[EXTRACTED TEXT start]

BOLT/EBLD AGREEMENT
This is an agreement dated as of July 26, 1999, between Entertainment
Boulevard, Inc., a Nevada corporation located at 0000 Xxx Xxx Xxxxxx Xxxxx 000,
Xxxxxx Xxx Xxx, XX 00000 ("EBLD"), and Bolt Media, Inc. ("Bolt"), a ___________
_________________ corporation located at 000 Xxxxxx, 0xx Xxxxx X., Xxx Xxxx, XX
00000. In consideration of the mutual promises and undertakings stated herein
and Exhibit A attached hereto and made a part hereof, the parties hereto agree
as follows (the "Agreement"):
1. TRADEMARKS
1.1 BOLT IDENTITIES ON EBLD SITE. Bolt hereby grants to EBLD a
non-exclusive, cost-free license (without the right of sublicense) throughout
the Term of this Agreement to use the Bolt name and logo and other proprietary
identities of Bolt (collectively, "Xxxx Xxxx(s)") solely in connection with the
EBLD multimedia player (the "Player") which is displayed on Bolt (defined
below), as stated in Exhibit A.
1.2 EBLD IDENTITIES ON BOLT SITE. EBLD hereby grants a non-exclusive
cost-free license (without the right of sublicense) throughout the Term of this
Agreement to Bolt to use the EBLD name and logo and other proprietary identities
of EBLD (collectively, "EBLD Xxxx(s)") in connection with Bolt's website called
"Xxxx.xxx" ("Xxxx.xxx") currently located at xxxx://xxxx.xxx, solely as stated
in Exhibit A.
2. CONTENT
LICENSE. EBLD hereby grants a non-exclusive cost-free license (without the right
of sublicense) throughout the Term of this Agreement to Bolt to use the
certain content owned and/or controlled by EBLD, as described on
Exhibit A (collectively, "EBLD Content") in connection with Bolt,
solely as stated on Exhibit A. There is no exclusivity granted to
either party under the terms and conditions of this contract.
2.2 CREATION OF CONTENT. Each party will be responsible for the
creation, development and publication of its respective Content. The parties
will consult regularly regarding creation of mutually beneficial Content.
Neither party will use the Content of each other's site in any way whatsoever
without the other party's prior approval.

[EXTRACTED TEXT end]
[MATERIAL start]

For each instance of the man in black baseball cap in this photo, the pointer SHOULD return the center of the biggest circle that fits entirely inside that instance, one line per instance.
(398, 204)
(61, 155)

[MATERIAL end]

LIST OF TASKS:
**a)** Answer these from the Bolt/EBLD agreement:
(i) What date is the agreement dated as of?
(ii) In which state is Entertainment Boulevard, Inc. incorporated?
(iii) Under the section on creation of content, what is each party responsible for?
**b)** Reproduce the passage of the Bolt/EBLD agreement starting at "2.2 CREATION OF" and ending at "mutually beneficial Content.".
The data bears no relation to the Bolt/EBLD agreement.

RESULTS IN ORDER:
**a)**
(i) July 26, 1999.
(ii) Nevada.
(iii) The creation, development and publication of its respective Content.

**b)**
2.2 CREATION OF CONTENT. Each party will be responsible for the
creation, development and publication of its respective Content. The parties
will consult regularly regarding creation of mutually beneficial Content.